Try it.
Reproduce the section of the account of Lexow's path to motherhood between "Learning to rely" and "her husband cried.", inclusive, changing every "husband" to "spouse".

Lexow said, “When I discovered I was pregnant, I couldn’t let myself get excited. I didn’t know if I had the strength to face another crushing loss. I prayed for a miracle, but it was not to be.”
Desperate, she started seeing a fertility specialist who diagnosed Lexow with a mild case of endometriosis. She became diligent in eating healthy and exercised faithfully. Another pregnancy spurred a glimmer of hope, but then an ultrasound revealed the baby was not developing normally.
Subsequent tests revealed Lexow’s preborn child had perished. Because her body would not expel the child’s remains, she underwent a dilation and curettage (D&C). A pro-choice friend who heard about Lexow’s D&C argued that Lexow had an abortion, insisting abortion and miscarriage were coded the same way for insurance purposes. She warned that if Roe were overturned, more women would be denied a D&C when they miscarried. This is a popular falsehood that’s been perpetrated by the abortion industry and its allies. While a D&C procedure is sometimes used after a miscarriage, miscarriage and abortion are not the same (and treatments for miscarriage and ectopic pregnancy are still legal in every state).
“This was such a stressful time for me and my marriage. Now, I felt I had to defend the procedure to remove my baby who had perished inside of me. I didn’t choose to terminate my pregnancy which is what an abortion is. My baby was very much wanted. I understand medical terminology and abortion and miscarriage were not coded the same. There is so much misinformation surrounding miscarriage.”
Doctors advised Lexow to “take a break and relax.” Realizing she may never have a child naturally, she and her husband explored adoption.
Learning to rely on faith
Lexow told Live Action News, “When I learned about two high school girls who got pregnant and wanted to place their babies for adoption, I just broke down and cried and pleaded to God. There are women who have abortions or want to give up their babies, yet I couldn’t have a child of my own.”
She made an appointment at the adoption agency, but already she felt defeated, wondering how she and her husband would pay the costly adoption fees. The morning of the meeting, her miracle showed up. “I suspected I might be pregnant and took a home pregnancy test,” Lexow said. “Clear as day, the test was positive.” A doctor’s visit confirmed she was expecting.
The pregnancy progressed normally throughout the nine months and at each milestone, Lexow clung to her faith. When she gave birth to their daughter, her husband cried.
Lexow said, “We were so grateful to God for our healthy baby girl. Even though she was very active in the womb, I held my breath wondering if something would go wrong. Every twinge or pain had me a bit panicked. But now, she was here, and we were thrilled.”
When their daughter was 18 months old, Lexow gave birth to a son and now had two babies close in age. After the second birth, her endometriosis worsened, and she eventually underwent a hysterectomy.
“God has blessed us with two children and our family was complete,” Lexow said. “The timing was perfect because the progression of the endometriosis would have destroyed any chance of carrying a child to term.”
Despite the long and painful journey to motherhood, her experience strengthened her pro-life stance and increased her compassion for others, a trait that serves her well in her role at Hopeful Hearts Ministry.
Lexow said, “I believe every life has value. I’ve learned to trust God and His purpose and plan for our lives. God does not waste a single tear. Sometimes, we must walk through difficulties to learn to rely on Him. Our experiences shape us into who we are and provide an opportunity to administer to others.”

Information shown.

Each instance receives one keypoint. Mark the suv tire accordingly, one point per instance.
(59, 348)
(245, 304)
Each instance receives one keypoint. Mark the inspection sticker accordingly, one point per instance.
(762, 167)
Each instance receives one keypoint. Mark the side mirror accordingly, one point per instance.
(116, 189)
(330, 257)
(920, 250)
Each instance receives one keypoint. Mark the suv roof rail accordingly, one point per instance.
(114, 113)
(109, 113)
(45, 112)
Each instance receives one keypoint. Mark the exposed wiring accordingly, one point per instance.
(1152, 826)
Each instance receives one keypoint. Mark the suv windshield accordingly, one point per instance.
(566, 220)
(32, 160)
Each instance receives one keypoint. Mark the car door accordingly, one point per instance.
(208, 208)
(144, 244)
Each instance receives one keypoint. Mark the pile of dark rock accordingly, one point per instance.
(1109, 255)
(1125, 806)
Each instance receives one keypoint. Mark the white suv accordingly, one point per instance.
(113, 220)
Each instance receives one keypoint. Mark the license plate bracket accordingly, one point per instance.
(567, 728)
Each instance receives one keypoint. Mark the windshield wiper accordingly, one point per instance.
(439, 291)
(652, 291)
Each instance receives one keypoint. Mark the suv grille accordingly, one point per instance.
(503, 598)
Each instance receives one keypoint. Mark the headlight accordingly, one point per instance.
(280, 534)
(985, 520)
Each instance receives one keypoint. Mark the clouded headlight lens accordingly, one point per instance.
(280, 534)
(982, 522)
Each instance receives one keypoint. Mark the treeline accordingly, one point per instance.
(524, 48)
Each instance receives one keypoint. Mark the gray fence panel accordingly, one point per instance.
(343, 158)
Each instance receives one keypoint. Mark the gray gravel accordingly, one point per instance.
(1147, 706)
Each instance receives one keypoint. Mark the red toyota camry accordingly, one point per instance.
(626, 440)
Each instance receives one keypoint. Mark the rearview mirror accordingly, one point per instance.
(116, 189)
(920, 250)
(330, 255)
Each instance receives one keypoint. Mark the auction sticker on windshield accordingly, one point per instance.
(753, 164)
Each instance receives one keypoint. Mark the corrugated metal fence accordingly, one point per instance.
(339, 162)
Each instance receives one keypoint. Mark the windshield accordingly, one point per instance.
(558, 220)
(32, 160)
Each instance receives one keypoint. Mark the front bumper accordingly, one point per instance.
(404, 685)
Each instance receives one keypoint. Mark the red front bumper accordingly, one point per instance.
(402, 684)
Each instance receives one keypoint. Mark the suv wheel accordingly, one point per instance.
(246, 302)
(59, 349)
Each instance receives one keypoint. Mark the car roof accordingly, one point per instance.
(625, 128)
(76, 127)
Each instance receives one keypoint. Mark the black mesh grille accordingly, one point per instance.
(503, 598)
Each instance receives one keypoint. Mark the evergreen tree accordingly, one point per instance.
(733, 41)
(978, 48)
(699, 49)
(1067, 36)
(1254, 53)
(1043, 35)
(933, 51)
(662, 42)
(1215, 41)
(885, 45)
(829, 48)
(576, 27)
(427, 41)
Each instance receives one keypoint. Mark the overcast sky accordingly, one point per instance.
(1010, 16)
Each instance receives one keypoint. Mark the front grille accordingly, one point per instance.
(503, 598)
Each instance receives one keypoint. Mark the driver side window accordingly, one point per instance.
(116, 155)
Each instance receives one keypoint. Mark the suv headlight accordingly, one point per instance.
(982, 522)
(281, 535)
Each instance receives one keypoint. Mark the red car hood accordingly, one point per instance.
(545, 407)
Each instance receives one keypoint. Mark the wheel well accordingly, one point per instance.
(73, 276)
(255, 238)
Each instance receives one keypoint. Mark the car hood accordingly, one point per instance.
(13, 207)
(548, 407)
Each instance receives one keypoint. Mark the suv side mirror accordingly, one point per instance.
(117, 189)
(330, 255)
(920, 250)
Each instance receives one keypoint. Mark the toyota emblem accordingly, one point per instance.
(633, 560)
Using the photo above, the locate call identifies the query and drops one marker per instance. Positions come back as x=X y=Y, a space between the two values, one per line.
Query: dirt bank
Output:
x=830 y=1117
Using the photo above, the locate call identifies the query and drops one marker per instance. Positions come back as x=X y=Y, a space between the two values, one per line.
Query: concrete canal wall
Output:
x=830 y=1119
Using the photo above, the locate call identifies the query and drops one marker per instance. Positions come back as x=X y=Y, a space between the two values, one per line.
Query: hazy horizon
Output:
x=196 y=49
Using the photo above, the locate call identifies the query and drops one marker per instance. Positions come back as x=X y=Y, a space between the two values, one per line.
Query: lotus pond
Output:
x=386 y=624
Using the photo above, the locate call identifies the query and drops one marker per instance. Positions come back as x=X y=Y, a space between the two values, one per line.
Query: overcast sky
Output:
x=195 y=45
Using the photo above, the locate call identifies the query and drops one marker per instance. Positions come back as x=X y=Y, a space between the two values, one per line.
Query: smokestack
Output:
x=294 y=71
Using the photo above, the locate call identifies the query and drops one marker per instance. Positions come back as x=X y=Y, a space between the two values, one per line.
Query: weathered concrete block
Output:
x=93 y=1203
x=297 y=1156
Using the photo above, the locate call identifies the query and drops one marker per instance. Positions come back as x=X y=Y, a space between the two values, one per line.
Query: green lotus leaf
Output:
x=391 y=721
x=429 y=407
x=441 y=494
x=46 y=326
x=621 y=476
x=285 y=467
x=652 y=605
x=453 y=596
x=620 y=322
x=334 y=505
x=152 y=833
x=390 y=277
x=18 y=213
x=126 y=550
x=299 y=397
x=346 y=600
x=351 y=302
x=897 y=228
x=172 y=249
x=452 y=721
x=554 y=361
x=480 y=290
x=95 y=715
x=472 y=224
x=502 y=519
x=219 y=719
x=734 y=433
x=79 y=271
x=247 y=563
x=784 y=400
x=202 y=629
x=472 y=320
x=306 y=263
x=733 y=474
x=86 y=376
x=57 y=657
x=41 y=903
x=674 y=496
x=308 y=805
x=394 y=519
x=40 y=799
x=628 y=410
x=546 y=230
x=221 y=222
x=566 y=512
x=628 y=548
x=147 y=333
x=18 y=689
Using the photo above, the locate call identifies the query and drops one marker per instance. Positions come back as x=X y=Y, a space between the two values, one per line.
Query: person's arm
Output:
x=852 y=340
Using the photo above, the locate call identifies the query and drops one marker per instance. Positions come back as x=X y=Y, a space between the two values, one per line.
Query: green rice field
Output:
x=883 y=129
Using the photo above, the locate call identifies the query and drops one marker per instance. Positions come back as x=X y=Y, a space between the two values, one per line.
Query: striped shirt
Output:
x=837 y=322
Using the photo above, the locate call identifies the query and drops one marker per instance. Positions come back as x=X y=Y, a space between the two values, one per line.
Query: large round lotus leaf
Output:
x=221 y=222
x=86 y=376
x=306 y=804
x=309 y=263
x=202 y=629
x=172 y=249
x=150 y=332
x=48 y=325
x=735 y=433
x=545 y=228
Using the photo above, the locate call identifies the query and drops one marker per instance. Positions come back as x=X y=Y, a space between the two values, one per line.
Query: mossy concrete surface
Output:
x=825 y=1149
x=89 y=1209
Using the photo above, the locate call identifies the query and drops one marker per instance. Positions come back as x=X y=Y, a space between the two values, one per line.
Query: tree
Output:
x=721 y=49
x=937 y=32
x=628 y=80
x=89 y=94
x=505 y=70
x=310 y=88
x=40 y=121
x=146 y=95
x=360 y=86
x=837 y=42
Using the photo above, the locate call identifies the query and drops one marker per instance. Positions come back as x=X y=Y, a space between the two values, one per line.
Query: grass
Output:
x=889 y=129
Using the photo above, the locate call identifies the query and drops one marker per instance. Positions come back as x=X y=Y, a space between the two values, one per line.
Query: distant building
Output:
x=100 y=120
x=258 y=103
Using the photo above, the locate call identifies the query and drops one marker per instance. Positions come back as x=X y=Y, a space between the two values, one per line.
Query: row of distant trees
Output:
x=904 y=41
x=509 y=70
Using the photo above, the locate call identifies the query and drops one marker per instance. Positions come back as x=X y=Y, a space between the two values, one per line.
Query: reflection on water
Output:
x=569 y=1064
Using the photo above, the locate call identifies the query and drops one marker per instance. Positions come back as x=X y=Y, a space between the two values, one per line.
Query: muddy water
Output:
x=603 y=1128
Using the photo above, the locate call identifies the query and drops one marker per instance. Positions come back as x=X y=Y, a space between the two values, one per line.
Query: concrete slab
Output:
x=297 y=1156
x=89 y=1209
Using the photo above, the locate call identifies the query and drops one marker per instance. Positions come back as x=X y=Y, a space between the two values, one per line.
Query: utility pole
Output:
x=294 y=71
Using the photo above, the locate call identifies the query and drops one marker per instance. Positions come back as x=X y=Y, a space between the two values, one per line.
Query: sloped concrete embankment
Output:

Output for this task.
Learning to rely on faith
Lexow told Live Action News, “When I learned about two high school girls who got pregnant and wanted to place their babies for adoption, I just broke down and cried and pleaded to God. There are women who have abortions or want to give up their babies, yet I couldn’t have a child of my own.”
She made an appointment at the adoption agency, but already she felt defeated, wondering how she and her spouse would pay the costly adoption fees. The morning of the meeting, her miracle showed up. “I suspected I might be pregnant and took a home pregnancy test,” Lexow said. “Clear as day, the test was positive.” A doctor’s visit confirmed she was expecting.
The pregnancy progressed normally throughout the nine months and at each milestone, Lexow clung to her faith. When she gave birth to their daughter, her spouse cried.